- Stated goal:
Locate each line in the items below that contains the word "green" and copy those lines.

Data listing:
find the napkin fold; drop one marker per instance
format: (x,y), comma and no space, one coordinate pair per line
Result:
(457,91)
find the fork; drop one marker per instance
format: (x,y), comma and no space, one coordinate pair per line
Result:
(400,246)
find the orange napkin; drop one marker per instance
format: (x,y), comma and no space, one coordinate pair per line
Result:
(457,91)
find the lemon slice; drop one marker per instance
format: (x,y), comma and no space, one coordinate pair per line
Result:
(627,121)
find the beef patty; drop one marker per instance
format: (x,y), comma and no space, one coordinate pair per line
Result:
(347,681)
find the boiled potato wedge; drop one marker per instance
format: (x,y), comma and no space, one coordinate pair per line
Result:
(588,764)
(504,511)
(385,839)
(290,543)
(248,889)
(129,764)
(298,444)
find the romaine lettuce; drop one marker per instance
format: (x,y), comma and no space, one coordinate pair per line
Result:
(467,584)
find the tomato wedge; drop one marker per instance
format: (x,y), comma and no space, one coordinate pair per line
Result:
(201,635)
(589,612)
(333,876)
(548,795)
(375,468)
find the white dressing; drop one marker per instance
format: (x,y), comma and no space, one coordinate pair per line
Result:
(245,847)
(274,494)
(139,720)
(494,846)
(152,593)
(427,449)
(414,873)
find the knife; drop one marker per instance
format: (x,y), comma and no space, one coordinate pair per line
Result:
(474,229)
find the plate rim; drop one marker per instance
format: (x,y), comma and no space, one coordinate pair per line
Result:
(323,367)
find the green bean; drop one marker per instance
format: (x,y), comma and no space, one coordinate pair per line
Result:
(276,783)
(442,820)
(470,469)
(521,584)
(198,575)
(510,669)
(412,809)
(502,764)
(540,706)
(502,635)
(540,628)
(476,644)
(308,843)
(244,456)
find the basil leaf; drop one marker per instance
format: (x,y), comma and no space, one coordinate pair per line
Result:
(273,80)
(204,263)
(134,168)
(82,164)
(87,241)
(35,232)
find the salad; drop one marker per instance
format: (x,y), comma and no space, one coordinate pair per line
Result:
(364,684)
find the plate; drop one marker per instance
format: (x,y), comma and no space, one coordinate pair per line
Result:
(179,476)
---
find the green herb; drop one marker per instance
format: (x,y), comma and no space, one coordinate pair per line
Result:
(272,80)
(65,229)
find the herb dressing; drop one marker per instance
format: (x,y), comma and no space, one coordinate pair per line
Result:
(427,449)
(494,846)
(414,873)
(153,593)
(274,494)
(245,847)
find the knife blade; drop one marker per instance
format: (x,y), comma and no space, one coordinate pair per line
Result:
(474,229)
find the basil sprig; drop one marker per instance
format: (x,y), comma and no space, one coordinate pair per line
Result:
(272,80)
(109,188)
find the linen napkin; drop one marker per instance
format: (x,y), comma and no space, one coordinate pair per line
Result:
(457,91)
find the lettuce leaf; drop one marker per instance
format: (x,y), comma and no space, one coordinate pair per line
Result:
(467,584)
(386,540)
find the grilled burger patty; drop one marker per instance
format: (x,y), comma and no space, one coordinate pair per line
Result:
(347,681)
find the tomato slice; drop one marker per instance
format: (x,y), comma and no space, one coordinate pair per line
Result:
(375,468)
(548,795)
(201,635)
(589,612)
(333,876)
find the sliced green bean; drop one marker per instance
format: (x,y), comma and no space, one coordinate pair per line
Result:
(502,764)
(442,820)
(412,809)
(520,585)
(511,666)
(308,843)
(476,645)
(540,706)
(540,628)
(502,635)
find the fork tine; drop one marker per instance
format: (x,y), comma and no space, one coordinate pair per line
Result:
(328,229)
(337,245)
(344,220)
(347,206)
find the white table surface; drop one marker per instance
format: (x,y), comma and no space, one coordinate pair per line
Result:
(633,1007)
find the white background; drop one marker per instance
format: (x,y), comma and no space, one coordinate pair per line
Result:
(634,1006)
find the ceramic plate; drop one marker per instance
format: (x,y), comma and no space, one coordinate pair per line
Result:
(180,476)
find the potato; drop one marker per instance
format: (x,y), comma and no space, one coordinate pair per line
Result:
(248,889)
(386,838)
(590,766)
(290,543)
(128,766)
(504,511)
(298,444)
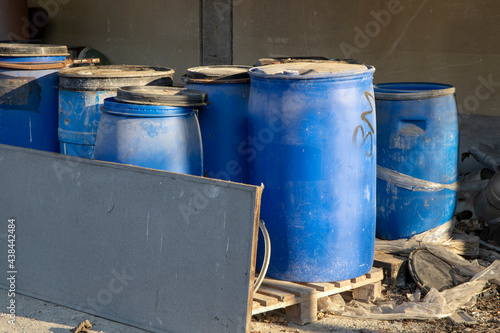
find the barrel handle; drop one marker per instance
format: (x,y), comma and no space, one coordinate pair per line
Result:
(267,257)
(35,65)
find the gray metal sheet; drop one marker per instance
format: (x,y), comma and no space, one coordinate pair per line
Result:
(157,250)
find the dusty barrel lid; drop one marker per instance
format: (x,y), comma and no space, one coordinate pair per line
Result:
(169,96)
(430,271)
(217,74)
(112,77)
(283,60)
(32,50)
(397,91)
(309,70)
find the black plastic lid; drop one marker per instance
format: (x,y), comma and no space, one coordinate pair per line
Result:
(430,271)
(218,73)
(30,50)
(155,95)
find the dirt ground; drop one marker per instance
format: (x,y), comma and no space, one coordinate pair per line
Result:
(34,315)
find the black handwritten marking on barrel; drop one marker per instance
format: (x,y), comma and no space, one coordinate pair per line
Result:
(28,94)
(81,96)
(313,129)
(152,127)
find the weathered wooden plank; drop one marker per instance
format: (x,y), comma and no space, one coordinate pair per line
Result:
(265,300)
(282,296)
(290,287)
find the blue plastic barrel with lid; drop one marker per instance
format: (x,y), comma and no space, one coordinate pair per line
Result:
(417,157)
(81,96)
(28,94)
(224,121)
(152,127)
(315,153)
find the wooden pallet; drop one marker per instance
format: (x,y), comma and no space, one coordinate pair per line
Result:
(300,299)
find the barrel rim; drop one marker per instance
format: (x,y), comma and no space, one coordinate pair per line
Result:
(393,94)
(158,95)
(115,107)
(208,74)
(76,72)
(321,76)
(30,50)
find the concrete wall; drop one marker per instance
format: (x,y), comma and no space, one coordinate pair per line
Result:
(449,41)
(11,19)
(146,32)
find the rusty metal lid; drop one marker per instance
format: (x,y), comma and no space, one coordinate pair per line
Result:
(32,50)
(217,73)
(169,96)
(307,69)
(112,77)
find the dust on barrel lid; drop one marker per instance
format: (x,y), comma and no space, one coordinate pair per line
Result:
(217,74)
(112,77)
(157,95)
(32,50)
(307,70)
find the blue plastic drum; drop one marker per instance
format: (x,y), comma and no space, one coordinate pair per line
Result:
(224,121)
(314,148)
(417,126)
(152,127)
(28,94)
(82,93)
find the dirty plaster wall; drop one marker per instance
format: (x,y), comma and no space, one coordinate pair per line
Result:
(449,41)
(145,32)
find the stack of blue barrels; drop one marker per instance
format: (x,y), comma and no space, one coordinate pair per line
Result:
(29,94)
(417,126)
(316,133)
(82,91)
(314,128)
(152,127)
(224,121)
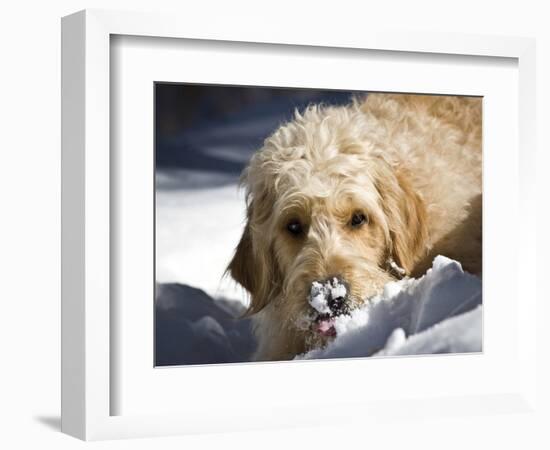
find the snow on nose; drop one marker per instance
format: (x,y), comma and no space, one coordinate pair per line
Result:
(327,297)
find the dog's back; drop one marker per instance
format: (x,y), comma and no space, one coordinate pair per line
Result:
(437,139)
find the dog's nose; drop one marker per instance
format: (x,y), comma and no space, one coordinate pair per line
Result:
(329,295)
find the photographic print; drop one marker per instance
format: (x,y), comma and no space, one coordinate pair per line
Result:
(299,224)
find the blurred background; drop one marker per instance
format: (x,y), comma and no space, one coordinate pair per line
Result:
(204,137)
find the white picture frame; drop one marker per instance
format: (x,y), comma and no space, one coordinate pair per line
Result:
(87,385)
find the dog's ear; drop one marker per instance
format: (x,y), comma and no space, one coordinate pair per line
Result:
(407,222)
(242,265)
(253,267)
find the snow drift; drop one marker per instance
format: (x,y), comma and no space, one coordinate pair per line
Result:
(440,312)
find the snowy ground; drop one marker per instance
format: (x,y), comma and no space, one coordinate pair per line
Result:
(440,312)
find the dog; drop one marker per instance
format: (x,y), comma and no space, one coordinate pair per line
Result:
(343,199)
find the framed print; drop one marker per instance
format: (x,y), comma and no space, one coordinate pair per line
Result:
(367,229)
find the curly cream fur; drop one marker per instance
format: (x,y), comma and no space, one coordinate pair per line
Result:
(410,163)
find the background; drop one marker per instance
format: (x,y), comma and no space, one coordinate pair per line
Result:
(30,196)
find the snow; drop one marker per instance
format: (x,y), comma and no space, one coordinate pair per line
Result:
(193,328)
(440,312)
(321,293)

- Written answer:
find the green bean; drop one marker per instance
find the green herb; drop one marker per instance
find the sliced green bean; drop one marker per instance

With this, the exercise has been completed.